(Data extracted from a collection)
>>>

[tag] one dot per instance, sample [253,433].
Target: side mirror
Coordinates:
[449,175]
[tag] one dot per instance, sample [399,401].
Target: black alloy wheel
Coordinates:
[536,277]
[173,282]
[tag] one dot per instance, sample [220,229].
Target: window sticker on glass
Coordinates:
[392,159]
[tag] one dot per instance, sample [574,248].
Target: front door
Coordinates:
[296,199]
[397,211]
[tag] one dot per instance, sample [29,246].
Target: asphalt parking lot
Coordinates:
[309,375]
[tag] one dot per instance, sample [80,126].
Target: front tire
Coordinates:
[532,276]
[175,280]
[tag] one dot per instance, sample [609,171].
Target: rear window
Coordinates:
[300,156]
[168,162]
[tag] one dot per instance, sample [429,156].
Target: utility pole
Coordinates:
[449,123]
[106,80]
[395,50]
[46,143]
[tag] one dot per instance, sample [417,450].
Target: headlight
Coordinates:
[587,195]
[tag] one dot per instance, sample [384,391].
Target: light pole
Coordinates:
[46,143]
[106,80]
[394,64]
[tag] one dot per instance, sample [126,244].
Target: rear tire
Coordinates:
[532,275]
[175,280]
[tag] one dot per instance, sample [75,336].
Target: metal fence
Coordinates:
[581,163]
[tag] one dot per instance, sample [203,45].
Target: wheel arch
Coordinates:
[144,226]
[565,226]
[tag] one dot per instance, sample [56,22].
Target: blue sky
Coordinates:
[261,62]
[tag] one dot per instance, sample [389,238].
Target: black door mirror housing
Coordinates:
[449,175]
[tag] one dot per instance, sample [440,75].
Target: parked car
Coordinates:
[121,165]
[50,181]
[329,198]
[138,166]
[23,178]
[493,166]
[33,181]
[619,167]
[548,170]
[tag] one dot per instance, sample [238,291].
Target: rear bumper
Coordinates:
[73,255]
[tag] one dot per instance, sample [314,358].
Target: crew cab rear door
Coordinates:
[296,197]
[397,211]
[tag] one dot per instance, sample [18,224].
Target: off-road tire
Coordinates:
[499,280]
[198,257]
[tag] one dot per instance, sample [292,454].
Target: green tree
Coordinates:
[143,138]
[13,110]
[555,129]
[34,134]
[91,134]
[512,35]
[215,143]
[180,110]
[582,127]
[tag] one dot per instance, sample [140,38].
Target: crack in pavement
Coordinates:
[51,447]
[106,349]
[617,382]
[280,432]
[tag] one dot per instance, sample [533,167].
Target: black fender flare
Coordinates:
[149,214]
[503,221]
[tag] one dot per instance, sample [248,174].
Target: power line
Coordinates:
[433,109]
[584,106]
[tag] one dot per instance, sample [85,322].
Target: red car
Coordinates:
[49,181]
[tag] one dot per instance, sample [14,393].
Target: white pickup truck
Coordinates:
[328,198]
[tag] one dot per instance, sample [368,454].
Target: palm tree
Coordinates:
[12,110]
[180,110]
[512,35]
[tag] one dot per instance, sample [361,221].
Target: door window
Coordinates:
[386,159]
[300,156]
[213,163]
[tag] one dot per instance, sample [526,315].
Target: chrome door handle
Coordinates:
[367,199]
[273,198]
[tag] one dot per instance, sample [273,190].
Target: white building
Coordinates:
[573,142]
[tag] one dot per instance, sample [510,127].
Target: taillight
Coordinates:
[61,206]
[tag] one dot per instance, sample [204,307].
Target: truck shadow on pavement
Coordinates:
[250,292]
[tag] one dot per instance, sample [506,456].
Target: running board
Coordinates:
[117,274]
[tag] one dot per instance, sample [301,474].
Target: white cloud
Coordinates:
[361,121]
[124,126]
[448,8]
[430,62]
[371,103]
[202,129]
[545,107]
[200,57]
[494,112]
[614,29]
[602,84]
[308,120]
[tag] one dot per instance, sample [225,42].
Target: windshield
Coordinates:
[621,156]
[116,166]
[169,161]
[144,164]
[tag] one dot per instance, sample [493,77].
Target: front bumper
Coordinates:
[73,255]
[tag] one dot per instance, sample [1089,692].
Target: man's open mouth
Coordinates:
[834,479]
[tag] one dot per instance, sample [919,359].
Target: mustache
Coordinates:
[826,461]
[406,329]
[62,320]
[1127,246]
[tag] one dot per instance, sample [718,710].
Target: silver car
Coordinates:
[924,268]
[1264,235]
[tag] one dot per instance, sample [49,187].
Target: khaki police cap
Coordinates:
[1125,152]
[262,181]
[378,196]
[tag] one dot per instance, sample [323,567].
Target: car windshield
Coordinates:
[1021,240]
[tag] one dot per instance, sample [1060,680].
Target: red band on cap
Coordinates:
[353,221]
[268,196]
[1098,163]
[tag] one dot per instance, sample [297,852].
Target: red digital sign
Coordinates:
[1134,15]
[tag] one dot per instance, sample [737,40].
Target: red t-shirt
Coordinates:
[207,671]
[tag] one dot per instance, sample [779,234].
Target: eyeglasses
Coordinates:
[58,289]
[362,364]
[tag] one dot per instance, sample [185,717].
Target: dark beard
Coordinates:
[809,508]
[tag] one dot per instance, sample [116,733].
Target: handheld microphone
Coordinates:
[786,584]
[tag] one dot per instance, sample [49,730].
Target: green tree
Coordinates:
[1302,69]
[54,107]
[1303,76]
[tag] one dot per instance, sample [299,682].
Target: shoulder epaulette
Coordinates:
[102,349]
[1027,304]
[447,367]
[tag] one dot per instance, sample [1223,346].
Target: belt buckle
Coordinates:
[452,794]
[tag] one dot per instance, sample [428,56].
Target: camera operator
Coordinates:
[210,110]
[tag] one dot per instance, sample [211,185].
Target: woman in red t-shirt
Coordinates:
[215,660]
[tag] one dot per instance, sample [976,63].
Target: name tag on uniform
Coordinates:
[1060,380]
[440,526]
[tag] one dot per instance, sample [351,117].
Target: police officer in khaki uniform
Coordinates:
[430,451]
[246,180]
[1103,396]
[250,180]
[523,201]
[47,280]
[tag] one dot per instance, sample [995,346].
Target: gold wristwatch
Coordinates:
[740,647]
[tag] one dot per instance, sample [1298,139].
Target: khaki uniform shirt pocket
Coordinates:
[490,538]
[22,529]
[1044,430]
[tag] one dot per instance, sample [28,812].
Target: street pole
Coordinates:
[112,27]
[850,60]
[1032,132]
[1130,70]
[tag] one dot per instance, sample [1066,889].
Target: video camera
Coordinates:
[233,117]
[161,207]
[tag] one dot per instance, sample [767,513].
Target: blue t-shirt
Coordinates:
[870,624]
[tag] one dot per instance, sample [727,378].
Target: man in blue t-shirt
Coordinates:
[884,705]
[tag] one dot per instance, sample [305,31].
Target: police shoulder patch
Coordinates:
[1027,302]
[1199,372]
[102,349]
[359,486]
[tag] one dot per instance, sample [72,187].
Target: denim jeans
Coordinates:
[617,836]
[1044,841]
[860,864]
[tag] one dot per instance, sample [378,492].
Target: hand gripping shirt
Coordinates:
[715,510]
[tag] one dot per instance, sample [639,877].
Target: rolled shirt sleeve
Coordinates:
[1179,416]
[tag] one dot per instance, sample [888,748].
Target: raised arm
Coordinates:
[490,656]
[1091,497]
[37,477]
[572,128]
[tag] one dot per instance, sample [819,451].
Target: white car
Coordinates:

<<<

- [Stated problem]:
Beginning at the line that holds "[tag] one dot per instance, sample [995,346].", reproduce each line of the records above down to and including the last one.

- [Solution to this problem]:
[tag] one dot per instance, sample [995,346].
Target: gold wristwatch
Coordinates:
[740,647]
[tag] one dot per instance, sample [1298,139].
Target: khaki uniform shirt pocket
Coordinates:
[490,538]
[22,529]
[1044,430]
[tag] one dot per instance, sample [28,812].
Target: street pole
Coordinates:
[112,27]
[850,60]
[1032,132]
[1130,70]
[tag] one dot per instance, sample [1066,889].
Target: video camera
Coordinates:
[233,117]
[161,207]
[tag] one dot per instance, sample [767,513].
Target: blue t-shirt
Coordinates:
[870,624]
[tag] one dot per instance, sample [727,378].
Target: man in blue t-shirt
Coordinates:
[884,705]
[tag] one dot per instance, sample [305,31].
Target: police shoulder patch
Coordinates:
[1027,302]
[1199,372]
[102,349]
[359,486]
[tag] one dot per instance, sample [72,187].
Target: denim jeans
Coordinates:
[617,836]
[1044,841]
[860,864]
[tag] one dot per instance, sample [378,492].
Target: hand gripping shirt
Coordinates:
[715,510]
[tag] one dot per instance, sample [639,877].
Target: rolled shirt sleeve
Coordinates:
[1179,416]
[tag] one dot per instance, sample [888,748].
Target: raised arm
Coordinates:
[490,656]
[1091,497]
[37,477]
[572,128]
[tag] one dot per instance, sample [819,451].
Target: white car
Coordinates:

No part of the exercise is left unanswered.